## SET TASK
Rewrite the records below, swapping each "exercise" for "task" and changing nothing else. Leave the pictures out of your answer.

─── ENTRIES SHOWN ───

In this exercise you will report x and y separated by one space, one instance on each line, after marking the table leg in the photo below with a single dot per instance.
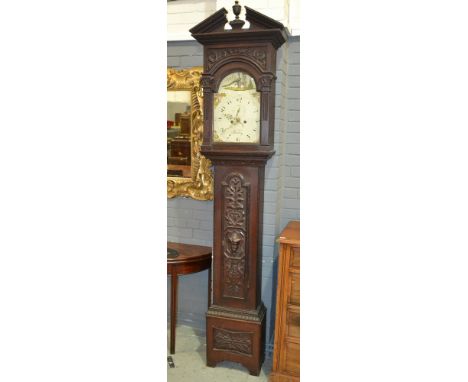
174 282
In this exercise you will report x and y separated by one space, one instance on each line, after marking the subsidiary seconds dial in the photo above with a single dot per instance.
237 110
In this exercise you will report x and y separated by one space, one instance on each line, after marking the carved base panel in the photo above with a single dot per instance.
236 337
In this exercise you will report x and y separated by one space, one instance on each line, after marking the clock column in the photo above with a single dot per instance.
235 322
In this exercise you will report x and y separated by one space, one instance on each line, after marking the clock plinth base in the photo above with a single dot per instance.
236 335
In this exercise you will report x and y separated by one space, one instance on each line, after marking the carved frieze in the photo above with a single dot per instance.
234 236
240 342
258 55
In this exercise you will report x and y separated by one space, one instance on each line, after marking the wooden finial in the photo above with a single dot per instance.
236 23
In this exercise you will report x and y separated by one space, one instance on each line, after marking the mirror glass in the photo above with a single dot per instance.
179 152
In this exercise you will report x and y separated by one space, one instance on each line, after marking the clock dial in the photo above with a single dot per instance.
237 110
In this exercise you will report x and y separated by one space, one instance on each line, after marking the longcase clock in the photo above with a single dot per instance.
238 81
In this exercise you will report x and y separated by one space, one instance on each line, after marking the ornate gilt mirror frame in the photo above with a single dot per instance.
200 185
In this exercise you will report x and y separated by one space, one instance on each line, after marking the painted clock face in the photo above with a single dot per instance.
237 110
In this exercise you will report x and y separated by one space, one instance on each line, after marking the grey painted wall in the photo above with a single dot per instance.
191 221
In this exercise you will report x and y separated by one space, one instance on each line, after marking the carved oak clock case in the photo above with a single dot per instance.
239 94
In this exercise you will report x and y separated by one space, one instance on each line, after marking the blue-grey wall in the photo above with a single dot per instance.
191 221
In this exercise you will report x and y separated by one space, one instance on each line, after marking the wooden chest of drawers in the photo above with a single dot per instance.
286 354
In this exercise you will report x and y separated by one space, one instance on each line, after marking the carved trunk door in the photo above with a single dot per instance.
236 248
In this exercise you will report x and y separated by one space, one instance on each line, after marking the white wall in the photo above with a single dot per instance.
184 14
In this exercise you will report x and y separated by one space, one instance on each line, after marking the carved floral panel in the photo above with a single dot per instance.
240 342
258 55
234 246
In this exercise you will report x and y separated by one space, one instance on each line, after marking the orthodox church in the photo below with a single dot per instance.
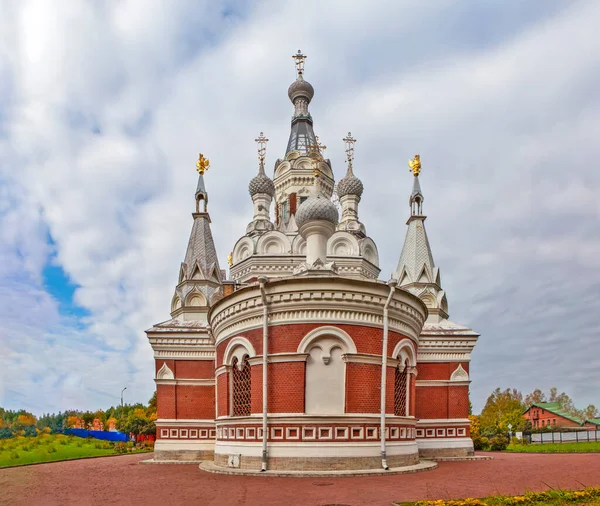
302 359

───

## EXERCISE RESPONSE
In this task you will report x and y separated by one space, one instance on each line, after marking the table leg in the photo below with a single dot per instance.
174 282
In this task you will report x and y separated by one space, one instance on each line, after marking the subsidiary seconds dial in the photo above with a single dot per instance.
237 110
In this task you will report x and y separated by one space, one instance on each line, after marking the carved base panel in the photo above with a single dot per instance.
236 337
In this task you will report x and y separated by one space, one instance on each line, after marking the clock column in the photo above with a single dot per instance.
235 322
In this task you will report x and y separated by one space, one instance on each line, after marking the clock plinth base in the photo above with a single dot per instance.
236 335
In this task you will report x and y separated by one space, one instance on each line, after marking the carved frieze in the photo above with a single dot per instance.
234 236
240 342
258 55
In this task you will report x and y separated by one space, one instance on each line, after marking the wooden finial in the photo above with a single dot per instance.
236 23
In this task you will report x and y separated by one space, one instance on each line, after marking the mirror glass in the photo above with a single dot per instance.
179 152
In this task you will report x and y separated by one space, one instance on each line, after marking the clock dial in the photo above with a single dot per instance.
237 110
In this task you will report x and y separated by one space, one instance on each line, after marking the longcase clock in the photo above with a single dot per instance.
238 81
In this task you will report x and y separated by one space, one instance on each line, after marking the ornate gilt mirror frame in the photo above with a single dot per instance.
200 185
In this task you will report x and y separated by one space, one instance on each line, after marking the painted clock face in the photo above with a single dot per instance.
237 110
In this task you will report x and y separated by one space, one instance on each line, after marking the grey painted wall in the photo above with a single dot per instance.
191 221
In this task you will report x and y separated by one space, one instance on each line, after marking the carved oak clock case in the photo above with a single dot per instance.
239 94
In this task you will report x and y separated by one space, one instance on each line, after marking the blue-grey wall in the photo above with a single dot per instance.
191 221
In this task you will report x and y separated by one space, one instance on each line, after marking the wooden chest of drawers in the photo above with a single dot per instance.
286 354
In this task you will report x and y separated by one space, one instance on each line, after marking the carved trunk door in the photo above with a single dot per instance.
236 248
In this task you will report x and y separated by one space, one instance on each line, after marking the white wall in the photo above with a single dot per instance.
184 14
In this task you will report x and y separated by one space, one instance on each line, after marking the carved floral panel in the photo above with a single dot per instance.
240 342
258 55
234 246
In this task you will report x and y separated by one space, one instance on each line, after marking the orthodox church in the photo below with a single dot per instance.
302 359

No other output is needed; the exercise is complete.